• [Task details]: Your answer must be the full set of entries, reproduced exactly.

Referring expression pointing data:
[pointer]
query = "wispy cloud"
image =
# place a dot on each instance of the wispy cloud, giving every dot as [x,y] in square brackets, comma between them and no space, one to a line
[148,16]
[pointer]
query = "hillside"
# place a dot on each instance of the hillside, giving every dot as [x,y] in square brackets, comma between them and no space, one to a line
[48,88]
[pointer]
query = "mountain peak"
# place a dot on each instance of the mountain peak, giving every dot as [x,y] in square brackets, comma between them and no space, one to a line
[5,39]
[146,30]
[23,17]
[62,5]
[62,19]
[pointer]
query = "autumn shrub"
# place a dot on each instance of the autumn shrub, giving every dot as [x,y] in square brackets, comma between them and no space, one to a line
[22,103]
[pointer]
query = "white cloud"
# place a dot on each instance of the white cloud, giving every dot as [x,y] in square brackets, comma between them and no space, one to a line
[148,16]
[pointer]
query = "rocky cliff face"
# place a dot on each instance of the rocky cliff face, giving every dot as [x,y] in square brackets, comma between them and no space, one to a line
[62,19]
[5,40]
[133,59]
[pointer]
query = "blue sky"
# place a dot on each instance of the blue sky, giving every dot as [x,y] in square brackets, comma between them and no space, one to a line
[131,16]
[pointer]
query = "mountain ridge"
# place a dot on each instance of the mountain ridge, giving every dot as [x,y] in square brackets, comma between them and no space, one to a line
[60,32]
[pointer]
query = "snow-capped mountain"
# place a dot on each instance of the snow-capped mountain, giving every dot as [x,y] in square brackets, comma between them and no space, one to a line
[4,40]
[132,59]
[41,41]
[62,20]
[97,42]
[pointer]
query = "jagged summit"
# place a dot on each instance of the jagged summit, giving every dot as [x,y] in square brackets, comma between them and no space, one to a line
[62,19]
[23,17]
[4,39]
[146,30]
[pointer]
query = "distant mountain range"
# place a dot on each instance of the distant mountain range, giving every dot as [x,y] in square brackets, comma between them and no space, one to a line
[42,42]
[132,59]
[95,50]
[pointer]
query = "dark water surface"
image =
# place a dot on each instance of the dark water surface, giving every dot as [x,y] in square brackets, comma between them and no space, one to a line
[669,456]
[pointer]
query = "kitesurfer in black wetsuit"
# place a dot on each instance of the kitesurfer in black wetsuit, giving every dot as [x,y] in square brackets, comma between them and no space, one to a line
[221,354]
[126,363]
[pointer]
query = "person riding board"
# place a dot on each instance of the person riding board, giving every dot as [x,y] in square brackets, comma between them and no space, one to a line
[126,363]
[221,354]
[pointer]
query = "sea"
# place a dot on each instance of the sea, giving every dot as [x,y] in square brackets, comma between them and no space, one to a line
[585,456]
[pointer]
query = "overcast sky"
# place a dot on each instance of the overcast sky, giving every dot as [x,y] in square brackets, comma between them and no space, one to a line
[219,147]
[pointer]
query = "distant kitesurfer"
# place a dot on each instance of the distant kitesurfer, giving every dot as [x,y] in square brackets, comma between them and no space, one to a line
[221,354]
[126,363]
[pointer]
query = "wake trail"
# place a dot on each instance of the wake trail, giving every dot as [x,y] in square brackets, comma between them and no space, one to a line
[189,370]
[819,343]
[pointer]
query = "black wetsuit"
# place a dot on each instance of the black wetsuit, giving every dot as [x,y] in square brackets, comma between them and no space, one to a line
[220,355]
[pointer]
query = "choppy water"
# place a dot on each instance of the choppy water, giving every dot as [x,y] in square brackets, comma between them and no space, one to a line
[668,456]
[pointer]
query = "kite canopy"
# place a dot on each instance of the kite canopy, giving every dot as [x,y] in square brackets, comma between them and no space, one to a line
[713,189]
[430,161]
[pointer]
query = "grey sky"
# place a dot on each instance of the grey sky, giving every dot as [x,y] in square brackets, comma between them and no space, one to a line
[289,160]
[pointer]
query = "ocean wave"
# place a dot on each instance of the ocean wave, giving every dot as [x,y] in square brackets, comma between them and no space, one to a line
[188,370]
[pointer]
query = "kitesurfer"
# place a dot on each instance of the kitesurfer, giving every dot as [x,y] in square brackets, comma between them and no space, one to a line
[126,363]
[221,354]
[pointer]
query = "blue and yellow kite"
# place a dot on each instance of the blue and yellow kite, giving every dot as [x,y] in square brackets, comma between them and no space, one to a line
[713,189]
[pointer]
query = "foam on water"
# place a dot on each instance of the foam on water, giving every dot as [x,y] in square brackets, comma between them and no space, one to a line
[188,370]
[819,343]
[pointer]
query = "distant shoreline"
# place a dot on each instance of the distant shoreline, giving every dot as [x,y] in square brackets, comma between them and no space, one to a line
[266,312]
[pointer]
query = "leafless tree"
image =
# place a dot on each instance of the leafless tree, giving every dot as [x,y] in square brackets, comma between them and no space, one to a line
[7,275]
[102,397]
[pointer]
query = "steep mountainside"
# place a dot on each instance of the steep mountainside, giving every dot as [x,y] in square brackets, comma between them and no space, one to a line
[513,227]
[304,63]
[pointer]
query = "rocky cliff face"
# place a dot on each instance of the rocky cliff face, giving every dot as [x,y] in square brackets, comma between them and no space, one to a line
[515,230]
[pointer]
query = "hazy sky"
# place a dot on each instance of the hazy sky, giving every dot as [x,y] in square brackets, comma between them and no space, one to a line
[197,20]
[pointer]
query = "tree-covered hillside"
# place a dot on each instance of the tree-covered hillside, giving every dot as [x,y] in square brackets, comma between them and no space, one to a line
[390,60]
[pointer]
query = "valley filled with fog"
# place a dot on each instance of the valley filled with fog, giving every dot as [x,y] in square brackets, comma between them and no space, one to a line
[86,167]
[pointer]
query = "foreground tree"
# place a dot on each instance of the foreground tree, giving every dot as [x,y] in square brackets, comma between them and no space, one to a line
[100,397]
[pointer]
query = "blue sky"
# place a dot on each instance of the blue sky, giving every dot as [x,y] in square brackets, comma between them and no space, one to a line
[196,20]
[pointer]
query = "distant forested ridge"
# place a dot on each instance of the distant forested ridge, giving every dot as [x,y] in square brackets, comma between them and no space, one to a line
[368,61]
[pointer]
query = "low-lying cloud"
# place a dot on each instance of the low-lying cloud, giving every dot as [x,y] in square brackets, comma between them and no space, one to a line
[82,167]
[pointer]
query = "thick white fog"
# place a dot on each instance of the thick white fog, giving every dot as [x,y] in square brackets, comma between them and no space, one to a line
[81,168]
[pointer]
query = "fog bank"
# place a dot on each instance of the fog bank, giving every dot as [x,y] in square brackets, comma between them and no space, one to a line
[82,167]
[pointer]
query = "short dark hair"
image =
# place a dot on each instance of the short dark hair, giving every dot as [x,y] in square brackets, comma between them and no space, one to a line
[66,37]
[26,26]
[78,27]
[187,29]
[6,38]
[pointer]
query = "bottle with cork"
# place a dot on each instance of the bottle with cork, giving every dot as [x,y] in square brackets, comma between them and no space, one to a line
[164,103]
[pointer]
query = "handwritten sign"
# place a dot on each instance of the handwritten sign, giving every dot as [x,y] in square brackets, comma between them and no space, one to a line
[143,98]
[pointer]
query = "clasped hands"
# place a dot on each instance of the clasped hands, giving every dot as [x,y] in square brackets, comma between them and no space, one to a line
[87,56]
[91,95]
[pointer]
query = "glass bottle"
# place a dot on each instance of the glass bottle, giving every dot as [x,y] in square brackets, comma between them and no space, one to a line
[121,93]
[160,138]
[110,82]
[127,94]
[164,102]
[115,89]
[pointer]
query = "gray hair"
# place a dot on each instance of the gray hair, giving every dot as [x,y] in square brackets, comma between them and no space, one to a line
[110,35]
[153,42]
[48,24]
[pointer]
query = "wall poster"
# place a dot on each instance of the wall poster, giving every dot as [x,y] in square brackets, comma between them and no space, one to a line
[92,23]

• [Exercise response]:
[pointer]
query = "wispy cloud"
image =
# place a dot on each instance of the wispy cloud, giving every dot as [x,y] in square brackets, comma between them and no space, one to a line
[148,16]
[pointer]
query = "hillside"
# place a dot on each instance of the hillside, giving every dot as [x,y] in square brackets, comma between them and no space, one to a line
[48,88]
[pointer]
query = "mountain peak"
# place a dot on each instance of the mountain peak, giving every dot as [x,y] in square brackets, comma between them and no space, one to a line
[5,39]
[146,30]
[23,17]
[62,5]
[62,19]
[pointer]
query = "autumn shrub"
# place a dot on each instance of the autumn shrub, giving every dot as [x,y] in square brackets, comma between them and no space, one to a line
[22,103]
[pointer]
query = "white cloud"
# place a dot on each instance of the white cloud, giving every dot as [x,y] in square brackets, comma between them and no space, one to a line
[148,16]
[pointer]
query = "rocky cliff face"
# place a dot on each instance of the rocky cliff face, giving every dot as [x,y] in square brackets, comma between them and no space, one to a line
[62,19]
[5,40]
[133,59]
[pointer]
query = "blue sky"
# place a dot on each instance of the blue sky, giving every dot as [x,y] in square brackets, comma between them and no space, one to a line
[131,16]
[pointer]
query = "mountain ridge"
# place a dot on each instance of the mountain ridge, giving every dot as [x,y] in square brackets, comma between them and no space, one to a line
[60,32]
[pointer]
query = "snow-capped mountain"
# place a dot on each instance of the snow-capped mountain, giving every dot as [x,y] in square brackets, comma between them and no space, one to a line
[4,40]
[132,59]
[41,41]
[62,20]
[97,42]
[pointer]
query = "jagged summit"
# place a dot on each instance of the jagged summit, giving every dot as [x,y] in square brackets, comma between them and no space, one to a line
[62,19]
[23,17]
[4,39]
[146,30]
[pointer]
query = "distant mountain range"
# place a dot on each instance of the distant mountain range, giving every dot as [x,y] in square brackets, comma between them and no space, one to a line
[42,42]
[132,59]
[95,50]
[pointer]
query = "dark water surface"
image =
# place a dot on each instance of the dark water surface, giving every dot as [x,y] in square brackets, comma between them and no space, one to a line
[669,456]
[pointer]
query = "kitesurfer in black wetsuit"
# place a dot on each instance of the kitesurfer in black wetsuit, giving every dot as [x,y] in square brackets, comma between them and no space, one to a line
[221,354]
[126,363]
[pointer]
query = "person riding board"
# place a dot on each instance of the person riding board, giving every dot as [x,y] in square brackets, comma between them and no space, one to a line
[126,363]
[221,354]
[pointer]
query = "sea"
# place a dot on each instance of the sea, giving every dot as [x,y] in square brackets, comma between them and no space, one to a line
[585,456]
[pointer]
query = "overcast sky"
# place a dot on each instance of the overcast sky, giving every dot as [x,y] in square brackets, comma between them and no space, one to a line
[219,147]
[pointer]
query = "distant kitesurfer"
# place a dot on each instance of the distant kitesurfer, giving every dot as [x,y] in square brackets, comma between them and no space, one to a line
[221,354]
[126,363]
[pointer]
query = "wake trail"
# place a dot on each instance of the wake trail, giving every dot as [x,y] in square brackets, comma between them and no space, one to a line
[189,370]
[819,343]
[pointer]
query = "black wetsuit"
# place a dot on each instance of the black wetsuit, giving every dot as [x,y] in square brackets, comma between them and no space, one to a line
[220,355]
[pointer]
query = "choppy water"
# place a dot on each instance of the choppy water, giving every dot as [x,y] in square brackets, comma between them and no space, one to a line
[668,456]
[pointer]
query = "kite canopy"
# place a dot on each instance of the kite canopy, giving every dot as [x,y] in square brackets, comma between them and no space, one to a line
[713,189]
[430,161]
[pointer]
query = "grey sky"
# place a dot on each instance of the grey sky, giving every dot as [x,y] in square brackets, comma between them and no space, one to a line
[289,160]
[pointer]
query = "ocean wave"
# place a dot on each instance of the ocean wave, giving every dot as [x,y] in square brackets, comma between them and no space, one to a line
[188,370]
[pointer]
query = "kitesurfer"
# place a dot on each instance of the kitesurfer, giving every dot as [x,y] in square brackets, comma between them and no space, one to a line
[126,363]
[221,354]
[pointer]
query = "blue and yellow kite"
# place a dot on each instance of the blue and yellow kite, giving every dot as [x,y] in square brackets, comma between them and no space, one to a line
[713,189]
[pointer]
query = "foam on water"
# place a dot on each instance of the foam on water, giving every dot as [x,y] in square brackets, comma between them and no space, one to a line
[188,370]
[819,343]
[pointer]
query = "distant shoreline"
# place a dot on each instance of the distant shoreline, giving every dot as [x,y] in square brackets, comma between them and no space, one to a line
[266,312]
[pointer]
query = "leafless tree"
image =
# place a dot on each instance of the leafless tree, giving every dot as [x,y] in square brackets, comma between them and no space, one to a line
[7,275]
[102,397]
[pointer]
query = "steep mountainside"
# place a dot on each instance of the steep mountainside, giving every dot as [x,y] in square brackets, comma between them and no space, one to a line
[513,227]
[304,63]
[pointer]
query = "rocky cliff face"
# place a dot on each instance of the rocky cliff face, giving every dot as [x,y] in square brackets, comma between them and no space, one to a line
[515,230]
[pointer]
query = "hazy sky"
# place a dot on each instance of the hazy sky, giving every dot as [x,y] in square brackets, comma between them and no space, one to a line
[197,20]
[pointer]
query = "tree-covered hillside"
# place a dot on each instance of the tree-covered hillside, giving every dot as [x,y] in square brackets, comma between them and no space, one to a line
[390,60]
[pointer]
query = "valley filled with fog"
# place a dot on each instance of the valley filled with fog, giving every dot as [x,y] in square brackets, comma between them and no space, one to a line
[86,167]
[pointer]
query = "foreground tree"
# place a dot on each instance of the foreground tree, giving every dot as [x,y] in square brackets, comma between them and no space, one to a line
[100,397]
[pointer]
query = "blue sky"
# place a dot on each instance of the blue sky, giving every dot as [x,y] in square brackets, comma between them and no space, one to a line
[196,20]
[pointer]
query = "distant forested ridge"
# place a dot on each instance of the distant forested ridge, giving every dot as [x,y] in square brackets, comma between them and no space, one to a line
[368,61]
[pointer]
query = "low-lying cloud"
# place a dot on each instance of the low-lying cloud, giving every dot as [x,y] in square brackets, comma between them and no space, one to a line
[82,167]
[pointer]
query = "thick white fog"
# place a dot on each instance of the thick white fog, giving every dot as [x,y] in square brackets, comma between them and no space, one to a line
[81,168]
[pointer]
query = "fog bank"
# place a dot on each instance of the fog bank, giving every dot as [x,y] in square brackets, comma between them and no space, one to a line
[82,167]
[pointer]
query = "short dark hair"
image =
# place a dot on each instance of the short dark hair, giving every dot as [x,y] in square brackets, comma between them and no space, one to a line
[66,37]
[26,26]
[78,27]
[187,29]
[6,38]
[pointer]
query = "bottle with cork"
# place a dot on each instance of the bottle with cork, giving every dot as [x,y] in square brackets, comma between them and no space, one to a line
[164,103]
[pointer]
query = "handwritten sign"
# place a dot on each instance of the handwritten sign, giving every dot as [x,y] in square brackets, comma between them and no space, one to a line
[143,98]
[pointer]
query = "clasped hands"
# place a dot on each instance of the clasped hands, giving every dot as [x,y] in square brackets, comma between them and no space, one to a line
[87,56]
[91,95]
[pointer]
query = "glass bottle"
# place a dot on each instance of the glass bottle, giving every dot as [x,y] in square brackets, comma between them and no space, one to a line
[121,93]
[160,138]
[110,82]
[127,94]
[164,102]
[115,89]
[pointer]
query = "gray hair"
# place a dot on each instance of the gray hair, giving every dot as [x,y] in square brackets, comma between them and no space, one to a line
[110,35]
[153,42]
[48,24]
[pointer]
query = "wall poster"
# place a dot on each instance of the wall poster, giving every dot as [x,y] in square brackets, comma between them and no space, one to a line
[92,23]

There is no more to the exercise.